=== READING PASSAGE ===
* * *
Uncrewed cargo spacecraft developed by Orbital Sciences

Cygnus is an expendable American uncrewed cargo spacecraft developed for International Space Station (ISS) resupply missions. It was originally built by Orbital Sciences Corporation with financial support from NASA under the Commercial Orbital Transportation Services (COTS) program. The spacecraft consists of a pressurized cargo module—based largely on the Multi-Purpose Logistics Module and built by Thales Alenia Space—paired with a service module derived from Orbital's GEOStar, a satellite bus. Following a successful demonstration flight in 2013, Orbital was awarded a Commercial Resupply Services (CRS) contract.

Over time, Cygnus has been upgraded to increase its size and capabilities. The Enhanced Cygnus variant debuted in 2015, and the further enlarged Cygnus XL entered service in 2025. Features added over time include reboost capability to raise the ISS orbit, the ability to support late cargo loading shortly before launch, and the option to conduct secondary missions after undocking. Each mission ends with a controlled destructive reentry, which also provides a means of disposing of waste generated aboard the station. Alongside Cygnus, other ISS resupply spacecraft have included the Russian Progress, the European Automated Transfer Vehicle, the Japanese H-II Transfer Vehicle, and the American SpaceX Dragon.
* * *
=== LISTED ENTRIES ===
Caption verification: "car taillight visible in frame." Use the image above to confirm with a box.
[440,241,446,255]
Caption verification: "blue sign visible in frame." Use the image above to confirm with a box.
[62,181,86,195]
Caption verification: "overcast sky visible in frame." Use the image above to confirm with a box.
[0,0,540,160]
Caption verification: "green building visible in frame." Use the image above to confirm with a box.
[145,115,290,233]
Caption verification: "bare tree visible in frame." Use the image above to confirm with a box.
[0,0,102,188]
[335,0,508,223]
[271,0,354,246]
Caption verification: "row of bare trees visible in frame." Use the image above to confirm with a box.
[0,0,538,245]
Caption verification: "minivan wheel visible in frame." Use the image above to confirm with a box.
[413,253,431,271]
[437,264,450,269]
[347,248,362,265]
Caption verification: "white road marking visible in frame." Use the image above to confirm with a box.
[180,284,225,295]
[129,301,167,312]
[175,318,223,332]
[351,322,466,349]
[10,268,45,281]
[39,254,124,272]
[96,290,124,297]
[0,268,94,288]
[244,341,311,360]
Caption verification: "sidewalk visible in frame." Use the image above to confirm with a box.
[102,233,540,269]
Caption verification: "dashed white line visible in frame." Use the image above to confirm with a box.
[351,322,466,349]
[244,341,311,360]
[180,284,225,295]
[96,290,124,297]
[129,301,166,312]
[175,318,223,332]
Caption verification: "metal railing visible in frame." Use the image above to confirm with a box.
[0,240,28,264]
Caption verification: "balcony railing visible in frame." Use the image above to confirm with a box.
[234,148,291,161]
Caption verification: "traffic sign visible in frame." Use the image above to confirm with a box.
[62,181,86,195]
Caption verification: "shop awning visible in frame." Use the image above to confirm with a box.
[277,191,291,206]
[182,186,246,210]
* * *
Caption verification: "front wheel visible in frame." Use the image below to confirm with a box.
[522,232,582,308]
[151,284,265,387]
* * *
=== WORK ITEM ===
Decide whether each statement below agrees with the passage on Cygnus, answering yes or no and quoting the words of the passage that settle it.
1. The pressurized cargo module of Cygnus was built by Thales Alenia Space.
2. The Cygnus XL entered service in 2015.
3. Cygnus is recovered intact at the end of each mission.

=== TASK OUTPUT ===
1. Yes: "built by Thales Alenia Space"
2. No: "the further enlarged Cygnus XL entered service in 2025"
3. No: "Each mission ends with a controlled destructive reentry"